───── Exercise material
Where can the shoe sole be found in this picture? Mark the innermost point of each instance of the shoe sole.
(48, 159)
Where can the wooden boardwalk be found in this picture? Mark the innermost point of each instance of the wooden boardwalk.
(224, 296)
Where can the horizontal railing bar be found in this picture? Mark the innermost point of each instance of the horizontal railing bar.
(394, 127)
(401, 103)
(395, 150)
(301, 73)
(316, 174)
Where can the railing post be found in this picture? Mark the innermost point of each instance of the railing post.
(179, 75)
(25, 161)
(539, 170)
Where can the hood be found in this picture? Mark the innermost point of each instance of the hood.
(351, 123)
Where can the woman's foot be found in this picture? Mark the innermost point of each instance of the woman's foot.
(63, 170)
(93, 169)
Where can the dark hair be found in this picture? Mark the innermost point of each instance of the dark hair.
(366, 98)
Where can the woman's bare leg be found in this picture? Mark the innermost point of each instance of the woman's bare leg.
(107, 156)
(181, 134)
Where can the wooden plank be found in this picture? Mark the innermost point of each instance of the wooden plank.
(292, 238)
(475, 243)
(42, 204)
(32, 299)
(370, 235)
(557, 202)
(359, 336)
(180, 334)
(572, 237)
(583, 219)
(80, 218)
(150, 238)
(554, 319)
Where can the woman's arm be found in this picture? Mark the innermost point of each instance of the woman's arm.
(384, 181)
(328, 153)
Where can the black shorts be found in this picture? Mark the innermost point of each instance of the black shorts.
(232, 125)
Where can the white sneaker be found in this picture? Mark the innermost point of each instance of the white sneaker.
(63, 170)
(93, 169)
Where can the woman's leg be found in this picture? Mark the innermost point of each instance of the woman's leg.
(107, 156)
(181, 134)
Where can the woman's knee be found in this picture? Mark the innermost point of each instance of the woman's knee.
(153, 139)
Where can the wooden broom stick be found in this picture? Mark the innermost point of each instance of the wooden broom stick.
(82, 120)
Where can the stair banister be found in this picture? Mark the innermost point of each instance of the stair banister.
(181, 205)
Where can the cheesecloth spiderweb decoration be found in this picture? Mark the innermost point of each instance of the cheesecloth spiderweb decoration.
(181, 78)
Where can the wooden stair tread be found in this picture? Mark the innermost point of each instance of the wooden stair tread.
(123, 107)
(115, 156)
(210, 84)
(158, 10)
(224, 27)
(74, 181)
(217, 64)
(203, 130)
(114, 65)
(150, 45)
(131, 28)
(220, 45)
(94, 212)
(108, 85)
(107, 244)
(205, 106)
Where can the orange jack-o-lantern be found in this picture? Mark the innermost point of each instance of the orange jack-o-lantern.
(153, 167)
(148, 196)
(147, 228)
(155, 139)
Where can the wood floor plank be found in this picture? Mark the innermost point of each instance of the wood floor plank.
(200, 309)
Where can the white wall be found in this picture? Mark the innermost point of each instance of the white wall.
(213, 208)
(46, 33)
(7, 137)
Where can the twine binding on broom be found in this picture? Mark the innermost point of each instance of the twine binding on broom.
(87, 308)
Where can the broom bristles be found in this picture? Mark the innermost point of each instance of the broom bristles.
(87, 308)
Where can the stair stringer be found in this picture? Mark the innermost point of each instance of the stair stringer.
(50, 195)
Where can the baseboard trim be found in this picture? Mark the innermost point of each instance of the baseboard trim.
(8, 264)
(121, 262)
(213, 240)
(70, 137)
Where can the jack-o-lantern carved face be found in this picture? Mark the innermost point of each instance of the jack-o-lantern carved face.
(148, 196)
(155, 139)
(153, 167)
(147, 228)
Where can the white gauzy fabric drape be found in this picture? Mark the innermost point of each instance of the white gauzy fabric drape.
──────────
*Directions for this task*
Please output only the lines from the one holding "Where can the broom" to the end of the records, first and last included, exactly as they appear.

*Output of the task*
Where can the broom bristles be found in this picture? Mark the innermost point of each instance of the broom bristles.
(87, 308)
Where can the stair stringer be found in this picture? Mark the innermost point of each instance of the stair stringer.
(50, 195)
Where can the baseboard trim be found in this picture? Mark the innermost point of each instance of the baseboard trim.
(8, 264)
(121, 262)
(213, 240)
(70, 137)
Where can the jack-o-lantern carved face be found in this picture? Mark the innermost point of each instance of the jack-o-lantern carved face.
(148, 196)
(155, 139)
(153, 167)
(147, 228)
Where can the white gauzy fabric drape be found in this picture? Mark the innermost point of each instance of the white gauzy fabric drape.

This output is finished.